Page excerpt:
---

Simple and complex reinforcement learning are affected in neurodevelopmental disorders

One-sample t-tests indicated that performance exceeded chance level (33%) in the ADHD group and its matched control group for both the Explicit-Assist and No-Explicit-Assist tasks (all p values <0.001). A 2 × 2 mixed factorial analysis revealed that participants performed significantly better on the Explicit-Assist task (M = 0.79, S.E. = 0.02) than on the No-Explicit-Assist task (M = 0.53, S.E. = 0.03) (F (1, 51) = 147.33, p < 0.001, ηp² = 0.74) consistent with prior findings. Performance was significantly poorer, F (1, 51) = 4.57, p = 0.037, ηp²= 0.08, in the ADHD group (M = 0.62, S.E. = 0.03) than in the control group (M = 0.71, S.E. = 0.02). The group by task interaction was not significant, F (1, 51) = 1.1, p = 0.29, ηp² = 0.02 (Fig. 2a). Despite this lack of significance, simple t-tests (one-tailed) were conducted based on their theoretical importance. Their results indicated that the ADHD group performed significantly worse than controls in the No-Explicit-Assist task, t (51) = 2.37, p = 0.02, but not in the Explicit-Assist task, t (51) = 1.38, p = 0.12 (after Bonferroni correction).

---

Listed entries:

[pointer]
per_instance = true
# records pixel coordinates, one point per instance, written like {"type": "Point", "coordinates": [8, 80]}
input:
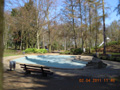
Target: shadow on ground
{"type": "Point", "coordinates": [14, 80]}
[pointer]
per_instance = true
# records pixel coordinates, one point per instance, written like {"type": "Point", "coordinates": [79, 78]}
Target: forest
{"type": "Point", "coordinates": [40, 24]}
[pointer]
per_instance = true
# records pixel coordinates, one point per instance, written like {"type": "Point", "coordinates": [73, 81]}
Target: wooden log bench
{"type": "Point", "coordinates": [36, 69]}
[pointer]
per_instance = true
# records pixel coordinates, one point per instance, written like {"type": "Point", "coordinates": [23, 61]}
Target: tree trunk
{"type": "Point", "coordinates": [38, 41]}
{"type": "Point", "coordinates": [90, 28]}
{"type": "Point", "coordinates": [73, 26]}
{"type": "Point", "coordinates": [96, 28]}
{"type": "Point", "coordinates": [1, 42]}
{"type": "Point", "coordinates": [104, 32]}
{"type": "Point", "coordinates": [81, 21]}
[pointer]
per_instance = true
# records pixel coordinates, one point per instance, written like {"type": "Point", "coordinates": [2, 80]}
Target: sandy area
{"type": "Point", "coordinates": [61, 79]}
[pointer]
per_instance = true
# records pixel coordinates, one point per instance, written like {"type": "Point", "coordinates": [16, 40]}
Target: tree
{"type": "Point", "coordinates": [1, 41]}
{"type": "Point", "coordinates": [69, 11]}
{"type": "Point", "coordinates": [118, 8]}
{"type": "Point", "coordinates": [104, 31]}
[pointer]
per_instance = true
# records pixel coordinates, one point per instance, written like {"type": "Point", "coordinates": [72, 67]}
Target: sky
{"type": "Point", "coordinates": [112, 15]}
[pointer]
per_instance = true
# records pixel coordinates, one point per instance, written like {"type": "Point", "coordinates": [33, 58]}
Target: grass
{"type": "Point", "coordinates": [11, 53]}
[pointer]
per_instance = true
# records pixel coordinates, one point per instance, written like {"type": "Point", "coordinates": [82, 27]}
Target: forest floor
{"type": "Point", "coordinates": [99, 79]}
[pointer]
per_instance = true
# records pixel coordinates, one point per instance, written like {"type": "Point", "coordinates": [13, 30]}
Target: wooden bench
{"type": "Point", "coordinates": [36, 69]}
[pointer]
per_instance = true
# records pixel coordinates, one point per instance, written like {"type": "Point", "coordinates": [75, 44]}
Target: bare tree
{"type": "Point", "coordinates": [1, 41]}
{"type": "Point", "coordinates": [104, 31]}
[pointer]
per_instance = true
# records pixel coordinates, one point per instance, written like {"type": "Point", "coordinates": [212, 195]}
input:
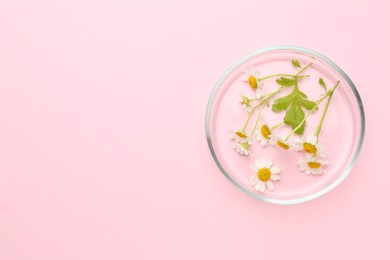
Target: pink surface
{"type": "Point", "coordinates": [102, 147]}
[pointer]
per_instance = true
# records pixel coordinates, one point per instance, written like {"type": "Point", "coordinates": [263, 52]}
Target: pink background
{"type": "Point", "coordinates": [102, 147]}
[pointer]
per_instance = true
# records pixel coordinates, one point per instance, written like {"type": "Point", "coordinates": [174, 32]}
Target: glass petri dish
{"type": "Point", "coordinates": [342, 133]}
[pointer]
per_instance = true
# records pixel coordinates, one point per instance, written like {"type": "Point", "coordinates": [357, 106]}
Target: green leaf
{"type": "Point", "coordinates": [294, 117]}
{"type": "Point", "coordinates": [302, 94]}
{"type": "Point", "coordinates": [285, 82]}
{"type": "Point", "coordinates": [282, 103]}
{"type": "Point", "coordinates": [296, 63]}
{"type": "Point", "coordinates": [308, 104]}
{"type": "Point", "coordinates": [322, 83]}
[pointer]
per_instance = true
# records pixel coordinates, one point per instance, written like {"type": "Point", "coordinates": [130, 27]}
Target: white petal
{"type": "Point", "coordinates": [260, 186]}
{"type": "Point", "coordinates": [258, 164]}
{"type": "Point", "coordinates": [275, 169]}
{"type": "Point", "coordinates": [258, 92]}
{"type": "Point", "coordinates": [253, 167]}
{"type": "Point", "coordinates": [268, 163]}
{"type": "Point", "coordinates": [254, 180]}
{"type": "Point", "coordinates": [270, 185]}
{"type": "Point", "coordinates": [261, 163]}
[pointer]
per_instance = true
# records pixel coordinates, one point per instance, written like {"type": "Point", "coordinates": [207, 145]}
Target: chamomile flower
{"type": "Point", "coordinates": [283, 144]}
{"type": "Point", "coordinates": [246, 103]}
{"type": "Point", "coordinates": [265, 173]}
{"type": "Point", "coordinates": [311, 165]}
{"type": "Point", "coordinates": [310, 145]}
{"type": "Point", "coordinates": [240, 136]}
{"type": "Point", "coordinates": [265, 135]}
{"type": "Point", "coordinates": [243, 148]}
{"type": "Point", "coordinates": [251, 76]}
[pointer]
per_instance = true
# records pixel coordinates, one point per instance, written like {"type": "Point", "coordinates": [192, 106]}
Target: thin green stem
{"type": "Point", "coordinates": [265, 98]}
{"type": "Point", "coordinates": [257, 119]}
{"type": "Point", "coordinates": [318, 130]}
{"type": "Point", "coordinates": [281, 75]}
{"type": "Point", "coordinates": [277, 125]}
{"type": "Point", "coordinates": [307, 115]}
{"type": "Point", "coordinates": [304, 68]}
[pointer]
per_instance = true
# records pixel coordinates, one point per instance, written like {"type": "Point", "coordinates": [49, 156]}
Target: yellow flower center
{"type": "Point", "coordinates": [252, 81]}
{"type": "Point", "coordinates": [283, 145]}
{"type": "Point", "coordinates": [264, 174]}
{"type": "Point", "coordinates": [245, 146]}
{"type": "Point", "coordinates": [309, 148]}
{"type": "Point", "coordinates": [241, 134]}
{"type": "Point", "coordinates": [265, 132]}
{"type": "Point", "coordinates": [245, 100]}
{"type": "Point", "coordinates": [314, 165]}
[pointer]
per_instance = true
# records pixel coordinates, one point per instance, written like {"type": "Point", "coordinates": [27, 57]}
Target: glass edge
{"type": "Point", "coordinates": [334, 66]}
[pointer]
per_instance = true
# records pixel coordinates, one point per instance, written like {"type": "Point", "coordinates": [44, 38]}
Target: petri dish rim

---

What you will do:
- 1) Using the reinforcement learning passage, answer the following:
(a) What chance level was performance tested against?
(b) What was the mean performance on the Explicit-Assist task?
(c) According to the one-tailed t-tests, on which task did the ADHD group perform significantly worse than controls?
- 2) Please carry on the reinforcement learning passage after its final sentence.

Answer set:
- 1)
(a) 33%
(b) M = 0.79
(c) The No-Explicit-Assist task

- 2)
Fig. 2: Overall task performance.
figure 2

a The percentage of games learned as a function of task in the ADHD group and the matched controls and b in the dyslexia group and the matched controls. Error bars represent one standard error.

One-sample t-tests indicated that performance exceeded chance level (33%) in the dyslexia group and its matched control group both the Explicit-Assist and No-Explicit-Assist tasks (all p values <0.001). A 2 × 2 mixed factorial analysis revealed that participants performed significantly better, F (1, 41) = 91.52, p < 0.001, ηp² = 0.69, on the Explicit-Assist task (M = .80, S.E. = 0.02) than on the more complex No-Explicit-Assist task (M = 0.53, S.E. = 02), consistent with prior findings. Performance was significantly poorer, F (1, 43) = 6.67, p = 0.02; ηp² = 0.13, in the dyslexia group (M = 0.62, S.E. = 0.03) than in the control group (M = 0.72, S.E. = 0.02). The group by task interaction was not significant, F (1, 41) = 0.13, p = 0.72, ηp² = 0.003 (Fig. 2b). Despite the lack of significance, simple t-tests (one-tailed) indicated that the dyslexia group differed from the control group in the Explicit-Assist task, t (41) = 2.405, p = 0.02, with a marginally significant difference in the No-Explicit-Assist task, t (41) = 1.85, p = 0.07 (after Bonferroni correction).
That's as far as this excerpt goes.